EXERCISE PROMPT ::
How many lines of the records below contain the word "step"? Report only the number.

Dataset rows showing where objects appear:
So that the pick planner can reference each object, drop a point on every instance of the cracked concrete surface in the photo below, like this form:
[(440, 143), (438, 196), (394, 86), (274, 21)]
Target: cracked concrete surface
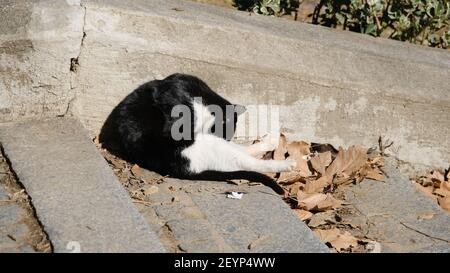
[(342, 88)]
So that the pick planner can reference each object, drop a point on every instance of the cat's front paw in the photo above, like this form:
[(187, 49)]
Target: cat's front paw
[(269, 142)]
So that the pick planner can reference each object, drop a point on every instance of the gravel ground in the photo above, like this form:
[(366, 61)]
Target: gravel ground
[(20, 230)]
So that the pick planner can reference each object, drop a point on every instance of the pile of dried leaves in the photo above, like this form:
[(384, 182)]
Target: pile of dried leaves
[(314, 188), (437, 186)]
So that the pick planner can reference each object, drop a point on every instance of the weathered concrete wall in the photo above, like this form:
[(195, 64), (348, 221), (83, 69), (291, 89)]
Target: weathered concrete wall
[(37, 41), (331, 86)]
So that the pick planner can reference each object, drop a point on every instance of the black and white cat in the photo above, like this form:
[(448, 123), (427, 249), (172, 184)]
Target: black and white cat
[(142, 126)]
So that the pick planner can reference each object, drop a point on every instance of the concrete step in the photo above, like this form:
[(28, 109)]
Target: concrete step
[(77, 197), (197, 216), (396, 214)]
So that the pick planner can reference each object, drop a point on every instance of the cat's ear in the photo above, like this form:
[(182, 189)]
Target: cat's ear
[(239, 109)]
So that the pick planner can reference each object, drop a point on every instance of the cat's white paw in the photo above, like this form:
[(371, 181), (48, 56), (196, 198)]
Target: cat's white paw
[(269, 142)]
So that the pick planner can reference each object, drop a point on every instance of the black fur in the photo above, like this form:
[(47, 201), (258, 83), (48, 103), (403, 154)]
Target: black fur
[(139, 128)]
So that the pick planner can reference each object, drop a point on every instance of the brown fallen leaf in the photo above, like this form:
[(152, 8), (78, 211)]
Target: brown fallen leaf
[(320, 161), (375, 175), (348, 161), (151, 190), (281, 150), (322, 148), (317, 185), (427, 190), (442, 192), (317, 201), (302, 165), (297, 148), (259, 241), (444, 202), (136, 170), (426, 216), (445, 185), (309, 201), (303, 214), (322, 218), (290, 177), (339, 240)]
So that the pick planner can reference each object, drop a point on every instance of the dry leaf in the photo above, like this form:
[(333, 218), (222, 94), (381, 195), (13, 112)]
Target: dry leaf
[(348, 161), (427, 190), (309, 201), (444, 202), (317, 201), (445, 185), (302, 165), (373, 247), (322, 218), (136, 170), (289, 177), (151, 190), (281, 150), (426, 216), (321, 161), (317, 185), (338, 240), (303, 214), (329, 203), (441, 192), (375, 175), (298, 148)]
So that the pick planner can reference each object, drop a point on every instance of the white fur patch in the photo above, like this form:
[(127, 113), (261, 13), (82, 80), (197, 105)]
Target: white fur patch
[(211, 153)]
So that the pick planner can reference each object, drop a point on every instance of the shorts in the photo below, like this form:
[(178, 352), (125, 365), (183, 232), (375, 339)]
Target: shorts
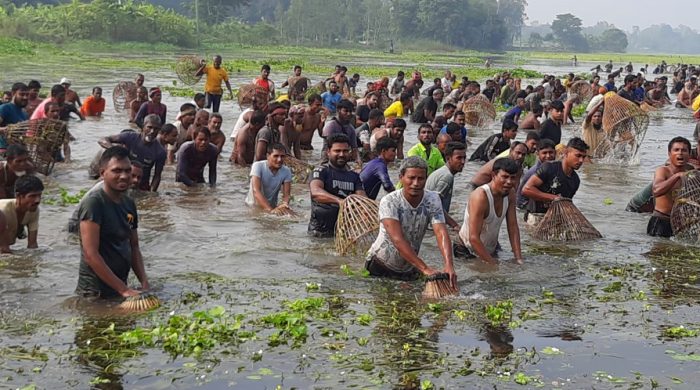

OUTPUT BELOW ::
2